_PROBLEM TO WORK ON_. Copy out, exactly as written, only the line containing "of the truck" and the lines after it through the end of the records.

[begin EXTRACTED INFORMATION]

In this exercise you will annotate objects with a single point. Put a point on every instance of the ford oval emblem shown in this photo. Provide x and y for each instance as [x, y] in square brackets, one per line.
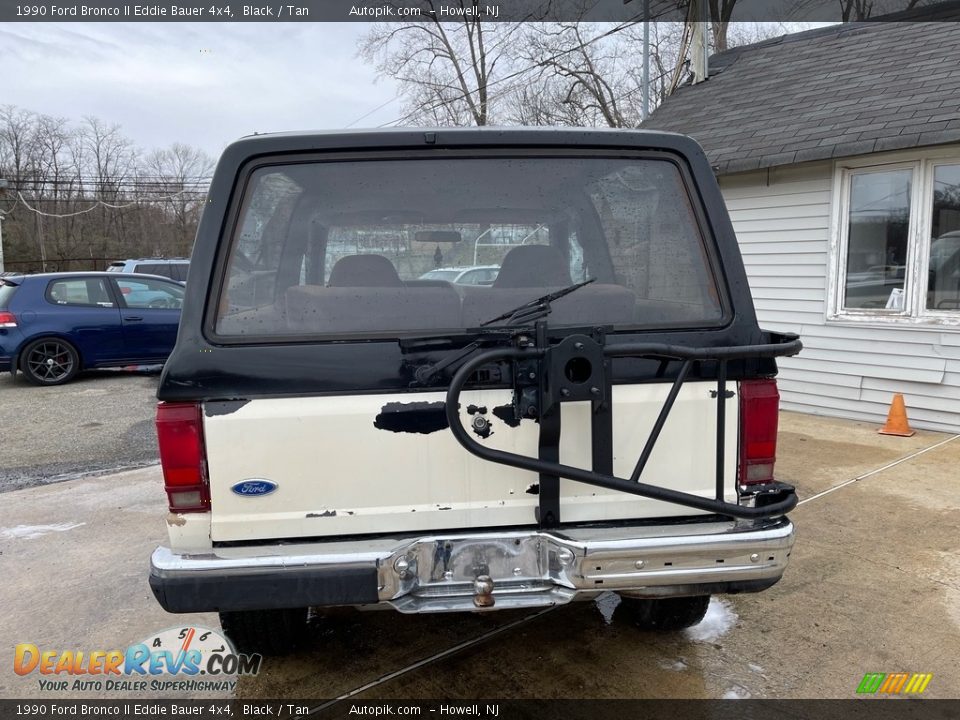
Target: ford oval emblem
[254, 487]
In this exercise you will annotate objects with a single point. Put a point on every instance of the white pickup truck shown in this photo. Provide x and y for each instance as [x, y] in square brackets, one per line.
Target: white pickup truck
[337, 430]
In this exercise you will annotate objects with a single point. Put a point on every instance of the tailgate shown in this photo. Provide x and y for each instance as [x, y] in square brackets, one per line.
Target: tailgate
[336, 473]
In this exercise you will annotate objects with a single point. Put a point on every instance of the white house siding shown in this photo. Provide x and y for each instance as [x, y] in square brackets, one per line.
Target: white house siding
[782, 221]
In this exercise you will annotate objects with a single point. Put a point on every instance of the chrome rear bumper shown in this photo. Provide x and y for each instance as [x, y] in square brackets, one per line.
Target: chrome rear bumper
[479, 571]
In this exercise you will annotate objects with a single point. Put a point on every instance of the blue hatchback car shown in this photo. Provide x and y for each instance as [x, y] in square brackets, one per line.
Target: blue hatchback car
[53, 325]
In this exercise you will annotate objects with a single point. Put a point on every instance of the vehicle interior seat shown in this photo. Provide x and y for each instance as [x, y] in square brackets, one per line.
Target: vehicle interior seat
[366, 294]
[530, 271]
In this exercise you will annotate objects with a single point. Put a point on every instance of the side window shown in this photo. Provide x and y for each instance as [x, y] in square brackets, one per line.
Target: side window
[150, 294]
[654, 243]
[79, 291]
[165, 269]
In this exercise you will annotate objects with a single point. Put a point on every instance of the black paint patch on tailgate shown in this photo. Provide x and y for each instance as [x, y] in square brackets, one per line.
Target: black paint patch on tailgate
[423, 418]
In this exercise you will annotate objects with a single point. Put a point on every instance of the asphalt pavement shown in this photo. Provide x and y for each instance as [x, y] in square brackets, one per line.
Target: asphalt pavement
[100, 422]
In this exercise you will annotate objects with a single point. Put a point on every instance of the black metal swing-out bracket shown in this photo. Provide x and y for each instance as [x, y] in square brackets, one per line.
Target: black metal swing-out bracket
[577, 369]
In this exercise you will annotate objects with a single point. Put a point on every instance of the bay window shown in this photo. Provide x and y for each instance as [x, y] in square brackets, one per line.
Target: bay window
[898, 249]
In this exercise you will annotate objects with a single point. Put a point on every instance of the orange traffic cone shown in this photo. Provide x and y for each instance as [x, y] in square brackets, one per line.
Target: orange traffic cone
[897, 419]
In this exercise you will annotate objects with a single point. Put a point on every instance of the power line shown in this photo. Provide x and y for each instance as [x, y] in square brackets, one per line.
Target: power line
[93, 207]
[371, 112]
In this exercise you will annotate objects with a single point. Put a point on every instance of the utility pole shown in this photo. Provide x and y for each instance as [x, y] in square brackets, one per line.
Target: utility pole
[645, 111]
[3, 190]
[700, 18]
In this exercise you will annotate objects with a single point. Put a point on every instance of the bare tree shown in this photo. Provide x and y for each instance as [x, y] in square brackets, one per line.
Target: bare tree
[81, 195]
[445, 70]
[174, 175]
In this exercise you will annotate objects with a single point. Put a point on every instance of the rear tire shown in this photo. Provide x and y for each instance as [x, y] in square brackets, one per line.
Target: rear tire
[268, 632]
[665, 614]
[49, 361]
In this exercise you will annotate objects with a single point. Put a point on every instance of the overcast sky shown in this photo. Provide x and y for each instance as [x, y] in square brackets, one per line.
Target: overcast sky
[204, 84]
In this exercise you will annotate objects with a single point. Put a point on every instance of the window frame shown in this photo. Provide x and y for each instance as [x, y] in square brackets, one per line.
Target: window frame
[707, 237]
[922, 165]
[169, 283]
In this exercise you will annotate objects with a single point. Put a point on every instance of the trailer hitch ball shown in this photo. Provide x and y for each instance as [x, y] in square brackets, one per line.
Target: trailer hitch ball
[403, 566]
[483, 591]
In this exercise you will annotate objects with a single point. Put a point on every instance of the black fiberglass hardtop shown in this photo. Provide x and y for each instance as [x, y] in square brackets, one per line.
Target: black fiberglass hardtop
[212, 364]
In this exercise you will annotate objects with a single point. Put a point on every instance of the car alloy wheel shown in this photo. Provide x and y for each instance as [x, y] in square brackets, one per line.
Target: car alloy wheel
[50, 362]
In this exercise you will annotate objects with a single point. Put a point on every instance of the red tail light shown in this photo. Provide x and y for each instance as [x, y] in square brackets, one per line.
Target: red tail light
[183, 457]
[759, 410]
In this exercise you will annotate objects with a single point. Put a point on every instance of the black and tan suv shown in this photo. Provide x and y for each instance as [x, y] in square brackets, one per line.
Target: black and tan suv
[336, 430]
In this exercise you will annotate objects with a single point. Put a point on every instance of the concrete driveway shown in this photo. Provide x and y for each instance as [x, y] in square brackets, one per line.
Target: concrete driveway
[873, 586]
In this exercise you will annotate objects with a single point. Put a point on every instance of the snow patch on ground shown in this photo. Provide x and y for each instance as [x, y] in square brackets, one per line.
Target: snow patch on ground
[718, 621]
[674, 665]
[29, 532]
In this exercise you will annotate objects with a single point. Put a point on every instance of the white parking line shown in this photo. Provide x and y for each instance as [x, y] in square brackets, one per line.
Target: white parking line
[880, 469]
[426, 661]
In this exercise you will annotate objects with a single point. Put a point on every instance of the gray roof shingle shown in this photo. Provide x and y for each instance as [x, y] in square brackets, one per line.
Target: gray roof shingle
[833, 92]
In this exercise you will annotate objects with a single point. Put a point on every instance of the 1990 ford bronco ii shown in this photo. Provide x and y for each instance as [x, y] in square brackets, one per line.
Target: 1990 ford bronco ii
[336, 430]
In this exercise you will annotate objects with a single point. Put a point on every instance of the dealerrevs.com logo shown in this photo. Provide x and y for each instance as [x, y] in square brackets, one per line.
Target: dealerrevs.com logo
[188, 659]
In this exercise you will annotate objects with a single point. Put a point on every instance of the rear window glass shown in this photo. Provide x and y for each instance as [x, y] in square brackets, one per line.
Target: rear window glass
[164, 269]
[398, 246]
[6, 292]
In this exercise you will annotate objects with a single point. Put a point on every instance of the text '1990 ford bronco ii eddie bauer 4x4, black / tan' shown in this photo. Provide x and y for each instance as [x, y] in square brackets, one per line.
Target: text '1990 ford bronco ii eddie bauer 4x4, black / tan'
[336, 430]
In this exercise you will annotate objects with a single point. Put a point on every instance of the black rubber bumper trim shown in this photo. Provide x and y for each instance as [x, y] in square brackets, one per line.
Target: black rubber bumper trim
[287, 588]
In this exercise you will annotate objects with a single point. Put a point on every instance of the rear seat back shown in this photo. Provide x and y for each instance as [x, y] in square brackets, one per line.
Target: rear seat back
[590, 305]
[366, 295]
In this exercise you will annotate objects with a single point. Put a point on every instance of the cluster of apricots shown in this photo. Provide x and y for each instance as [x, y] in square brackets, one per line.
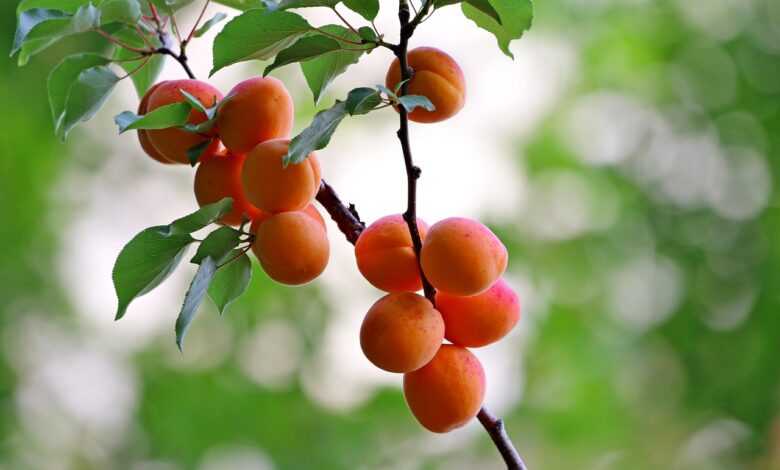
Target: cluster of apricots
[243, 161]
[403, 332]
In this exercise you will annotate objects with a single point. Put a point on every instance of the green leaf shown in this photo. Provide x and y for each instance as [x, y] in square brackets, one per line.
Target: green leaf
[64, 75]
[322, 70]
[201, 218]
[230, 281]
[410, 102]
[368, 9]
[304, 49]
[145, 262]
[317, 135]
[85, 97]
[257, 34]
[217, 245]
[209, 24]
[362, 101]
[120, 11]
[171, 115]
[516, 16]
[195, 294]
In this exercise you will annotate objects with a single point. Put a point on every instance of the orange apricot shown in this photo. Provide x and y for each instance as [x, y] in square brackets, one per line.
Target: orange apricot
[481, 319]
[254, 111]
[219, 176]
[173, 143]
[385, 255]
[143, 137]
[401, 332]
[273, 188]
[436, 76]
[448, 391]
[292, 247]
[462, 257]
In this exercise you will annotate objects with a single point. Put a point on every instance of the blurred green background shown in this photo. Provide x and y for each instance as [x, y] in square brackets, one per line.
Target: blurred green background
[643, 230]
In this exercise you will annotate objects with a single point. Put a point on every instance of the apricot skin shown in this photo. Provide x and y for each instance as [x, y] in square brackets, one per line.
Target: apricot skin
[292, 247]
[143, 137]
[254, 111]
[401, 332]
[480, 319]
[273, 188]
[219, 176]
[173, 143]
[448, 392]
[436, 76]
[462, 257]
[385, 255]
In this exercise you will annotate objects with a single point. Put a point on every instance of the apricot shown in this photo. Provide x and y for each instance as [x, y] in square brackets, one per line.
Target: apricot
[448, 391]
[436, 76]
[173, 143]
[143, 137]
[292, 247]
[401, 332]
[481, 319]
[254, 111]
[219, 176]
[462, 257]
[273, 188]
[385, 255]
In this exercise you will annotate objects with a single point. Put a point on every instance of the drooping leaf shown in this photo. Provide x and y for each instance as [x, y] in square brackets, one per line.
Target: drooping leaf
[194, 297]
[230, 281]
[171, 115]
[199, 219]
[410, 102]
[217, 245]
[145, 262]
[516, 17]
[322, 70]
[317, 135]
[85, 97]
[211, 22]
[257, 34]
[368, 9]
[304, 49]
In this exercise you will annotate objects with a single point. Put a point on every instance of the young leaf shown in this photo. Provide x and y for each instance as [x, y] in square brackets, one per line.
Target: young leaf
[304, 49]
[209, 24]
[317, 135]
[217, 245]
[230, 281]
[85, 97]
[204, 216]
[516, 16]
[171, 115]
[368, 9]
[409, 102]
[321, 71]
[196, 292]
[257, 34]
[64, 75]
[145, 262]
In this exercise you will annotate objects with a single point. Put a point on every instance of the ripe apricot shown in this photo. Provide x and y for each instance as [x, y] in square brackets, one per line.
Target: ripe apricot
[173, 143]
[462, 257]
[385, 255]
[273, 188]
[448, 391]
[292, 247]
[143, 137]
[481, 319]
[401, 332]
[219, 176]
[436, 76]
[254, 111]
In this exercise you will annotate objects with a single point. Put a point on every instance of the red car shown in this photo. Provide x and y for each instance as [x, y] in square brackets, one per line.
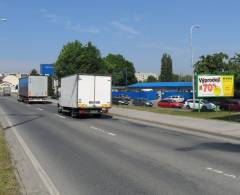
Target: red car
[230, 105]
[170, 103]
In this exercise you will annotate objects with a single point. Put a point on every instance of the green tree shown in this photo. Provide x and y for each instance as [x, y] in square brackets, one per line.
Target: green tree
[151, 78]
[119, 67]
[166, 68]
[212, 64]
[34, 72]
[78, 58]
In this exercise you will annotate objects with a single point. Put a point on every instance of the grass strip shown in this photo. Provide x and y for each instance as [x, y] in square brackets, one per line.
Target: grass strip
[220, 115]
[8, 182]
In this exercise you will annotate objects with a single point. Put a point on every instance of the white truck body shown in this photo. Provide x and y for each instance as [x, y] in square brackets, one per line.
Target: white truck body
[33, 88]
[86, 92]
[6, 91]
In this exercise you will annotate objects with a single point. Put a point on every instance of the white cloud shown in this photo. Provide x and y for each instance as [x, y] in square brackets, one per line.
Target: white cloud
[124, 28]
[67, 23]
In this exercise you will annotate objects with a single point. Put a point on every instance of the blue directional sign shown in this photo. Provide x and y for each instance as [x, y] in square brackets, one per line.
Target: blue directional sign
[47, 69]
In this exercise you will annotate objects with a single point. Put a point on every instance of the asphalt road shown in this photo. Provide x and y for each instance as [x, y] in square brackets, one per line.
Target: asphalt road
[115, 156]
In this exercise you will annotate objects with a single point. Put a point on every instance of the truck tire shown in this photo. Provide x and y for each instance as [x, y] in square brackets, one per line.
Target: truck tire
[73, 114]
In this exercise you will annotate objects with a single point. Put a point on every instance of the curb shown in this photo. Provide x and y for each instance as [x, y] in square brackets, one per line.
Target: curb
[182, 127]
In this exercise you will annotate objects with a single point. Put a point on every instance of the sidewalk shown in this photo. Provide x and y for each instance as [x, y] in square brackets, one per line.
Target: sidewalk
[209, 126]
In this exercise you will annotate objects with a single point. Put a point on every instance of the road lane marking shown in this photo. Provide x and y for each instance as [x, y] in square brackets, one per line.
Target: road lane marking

[end EXTRACTED INFORMATION]

_EXERCISE ANSWER_.
In this exercise you will annotate objects with a single point. Put a point on every instance of the truck tire shown in this photo. Provide x and y for each instance as [x, y] in square brackets, one per line.
Target: truck tire
[73, 114]
In this exercise you will annotate objects with a single point. Put a point on every instance of the curb shown in this photo. Provide x and y for each instance as [x, y] in square brackets, one per line.
Target: curb
[182, 127]
In this exercise you will annotate objects with a single point. Put a point on every instance of the sidewalk shown in this photo. Provide x and y for each instance as [x, y] in square brackets, one per line.
Target: sidewalk
[209, 126]
In this exercise you will annotate objects with a single point. Put a point on every instance of the road lane marking shown in this photo. Provide x and y for each instance as [x, y] in square brackets, one per line.
Target: road lane marking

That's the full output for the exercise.